* _WHAT YOU ARE ASKED TO DO_: Could you copy out all the lines in the material below where the word "door" occurs?

* _DATASET RECORDS_:
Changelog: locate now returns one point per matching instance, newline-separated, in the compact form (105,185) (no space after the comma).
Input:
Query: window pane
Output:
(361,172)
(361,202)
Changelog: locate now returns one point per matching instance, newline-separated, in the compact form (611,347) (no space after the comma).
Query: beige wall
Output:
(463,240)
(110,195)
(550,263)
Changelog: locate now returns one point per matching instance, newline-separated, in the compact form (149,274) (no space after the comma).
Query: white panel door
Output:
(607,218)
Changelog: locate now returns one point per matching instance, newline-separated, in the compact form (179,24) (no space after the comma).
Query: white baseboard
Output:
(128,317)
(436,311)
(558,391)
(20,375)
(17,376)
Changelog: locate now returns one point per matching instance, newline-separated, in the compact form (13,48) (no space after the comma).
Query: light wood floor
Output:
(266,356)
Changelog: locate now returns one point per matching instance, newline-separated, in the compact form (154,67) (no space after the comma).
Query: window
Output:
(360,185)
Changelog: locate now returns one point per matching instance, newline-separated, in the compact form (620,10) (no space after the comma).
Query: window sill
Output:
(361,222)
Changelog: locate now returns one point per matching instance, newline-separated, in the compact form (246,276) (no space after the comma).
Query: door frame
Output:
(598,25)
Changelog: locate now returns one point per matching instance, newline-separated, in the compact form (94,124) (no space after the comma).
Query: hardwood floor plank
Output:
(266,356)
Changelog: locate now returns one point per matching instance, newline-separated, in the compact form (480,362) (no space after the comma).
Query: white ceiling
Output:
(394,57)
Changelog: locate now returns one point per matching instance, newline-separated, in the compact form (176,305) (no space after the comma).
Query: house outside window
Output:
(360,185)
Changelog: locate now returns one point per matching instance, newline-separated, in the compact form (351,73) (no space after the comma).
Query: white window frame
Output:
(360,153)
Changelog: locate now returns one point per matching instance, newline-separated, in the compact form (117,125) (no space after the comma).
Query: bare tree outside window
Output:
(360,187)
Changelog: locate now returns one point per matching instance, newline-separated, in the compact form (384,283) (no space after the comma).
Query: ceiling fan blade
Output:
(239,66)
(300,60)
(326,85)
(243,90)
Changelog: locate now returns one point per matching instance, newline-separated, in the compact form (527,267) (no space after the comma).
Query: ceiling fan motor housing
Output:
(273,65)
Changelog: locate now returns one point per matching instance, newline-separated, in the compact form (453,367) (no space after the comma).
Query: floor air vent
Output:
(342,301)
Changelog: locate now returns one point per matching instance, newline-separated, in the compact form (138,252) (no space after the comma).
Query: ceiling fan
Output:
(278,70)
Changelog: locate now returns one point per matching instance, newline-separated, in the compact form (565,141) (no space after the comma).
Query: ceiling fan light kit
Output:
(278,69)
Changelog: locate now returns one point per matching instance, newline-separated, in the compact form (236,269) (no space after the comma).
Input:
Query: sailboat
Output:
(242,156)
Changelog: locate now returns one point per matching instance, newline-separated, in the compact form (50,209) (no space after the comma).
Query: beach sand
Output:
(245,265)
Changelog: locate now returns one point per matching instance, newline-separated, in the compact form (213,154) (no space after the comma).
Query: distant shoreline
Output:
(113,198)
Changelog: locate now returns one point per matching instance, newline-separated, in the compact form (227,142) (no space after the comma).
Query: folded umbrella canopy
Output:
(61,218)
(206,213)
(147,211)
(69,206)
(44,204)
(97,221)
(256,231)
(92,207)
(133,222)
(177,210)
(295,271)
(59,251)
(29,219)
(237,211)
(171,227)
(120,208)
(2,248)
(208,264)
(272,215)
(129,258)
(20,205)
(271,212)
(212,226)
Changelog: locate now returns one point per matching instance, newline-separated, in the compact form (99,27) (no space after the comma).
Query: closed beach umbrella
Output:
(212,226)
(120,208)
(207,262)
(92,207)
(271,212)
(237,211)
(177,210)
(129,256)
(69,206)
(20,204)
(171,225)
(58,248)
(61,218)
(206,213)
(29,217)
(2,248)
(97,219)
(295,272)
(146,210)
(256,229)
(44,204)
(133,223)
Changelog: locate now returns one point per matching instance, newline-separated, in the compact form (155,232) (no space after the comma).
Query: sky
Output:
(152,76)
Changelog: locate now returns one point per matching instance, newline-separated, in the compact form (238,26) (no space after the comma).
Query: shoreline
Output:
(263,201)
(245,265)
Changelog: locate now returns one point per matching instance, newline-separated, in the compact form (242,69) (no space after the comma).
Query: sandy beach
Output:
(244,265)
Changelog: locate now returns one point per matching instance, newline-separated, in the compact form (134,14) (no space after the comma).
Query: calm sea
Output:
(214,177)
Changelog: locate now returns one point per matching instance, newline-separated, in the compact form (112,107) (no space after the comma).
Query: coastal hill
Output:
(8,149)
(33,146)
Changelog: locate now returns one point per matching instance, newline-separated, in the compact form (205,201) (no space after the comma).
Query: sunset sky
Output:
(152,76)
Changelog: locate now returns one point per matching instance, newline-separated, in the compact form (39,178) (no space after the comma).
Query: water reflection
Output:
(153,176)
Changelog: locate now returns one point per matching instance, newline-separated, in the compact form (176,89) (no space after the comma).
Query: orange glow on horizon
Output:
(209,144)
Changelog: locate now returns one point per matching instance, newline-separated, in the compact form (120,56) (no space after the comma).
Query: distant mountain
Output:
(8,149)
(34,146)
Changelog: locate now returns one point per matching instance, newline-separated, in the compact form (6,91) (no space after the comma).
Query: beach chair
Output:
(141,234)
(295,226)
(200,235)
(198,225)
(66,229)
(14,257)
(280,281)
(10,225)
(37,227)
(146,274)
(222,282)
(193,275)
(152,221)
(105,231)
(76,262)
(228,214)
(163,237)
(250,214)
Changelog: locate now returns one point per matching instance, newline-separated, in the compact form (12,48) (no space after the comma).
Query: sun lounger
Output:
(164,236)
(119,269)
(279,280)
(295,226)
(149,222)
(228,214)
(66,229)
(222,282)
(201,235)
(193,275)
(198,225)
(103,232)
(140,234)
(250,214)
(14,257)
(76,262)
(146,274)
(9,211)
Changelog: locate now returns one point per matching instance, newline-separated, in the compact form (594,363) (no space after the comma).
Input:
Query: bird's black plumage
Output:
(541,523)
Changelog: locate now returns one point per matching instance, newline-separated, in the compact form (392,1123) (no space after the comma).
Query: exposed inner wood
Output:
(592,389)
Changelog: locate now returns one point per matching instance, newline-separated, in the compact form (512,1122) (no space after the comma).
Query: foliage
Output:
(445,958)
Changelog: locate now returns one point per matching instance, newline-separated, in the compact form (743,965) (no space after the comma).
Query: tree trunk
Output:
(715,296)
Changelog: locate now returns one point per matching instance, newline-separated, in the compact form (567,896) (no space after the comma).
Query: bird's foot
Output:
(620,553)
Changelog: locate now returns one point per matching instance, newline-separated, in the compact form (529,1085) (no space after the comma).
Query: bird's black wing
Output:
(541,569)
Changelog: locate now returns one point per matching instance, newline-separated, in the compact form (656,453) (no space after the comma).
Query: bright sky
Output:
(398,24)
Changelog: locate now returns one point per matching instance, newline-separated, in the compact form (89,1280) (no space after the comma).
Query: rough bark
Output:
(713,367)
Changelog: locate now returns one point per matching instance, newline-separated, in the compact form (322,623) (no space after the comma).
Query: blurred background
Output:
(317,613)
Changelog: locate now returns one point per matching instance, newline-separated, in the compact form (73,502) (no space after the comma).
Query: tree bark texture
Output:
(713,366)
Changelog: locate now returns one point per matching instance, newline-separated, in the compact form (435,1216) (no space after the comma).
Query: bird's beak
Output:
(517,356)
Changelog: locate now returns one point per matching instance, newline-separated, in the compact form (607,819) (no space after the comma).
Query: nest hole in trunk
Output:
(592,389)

* _OUTPUT OF THE EXERCISE_:
Query: white panel door
Query: door frame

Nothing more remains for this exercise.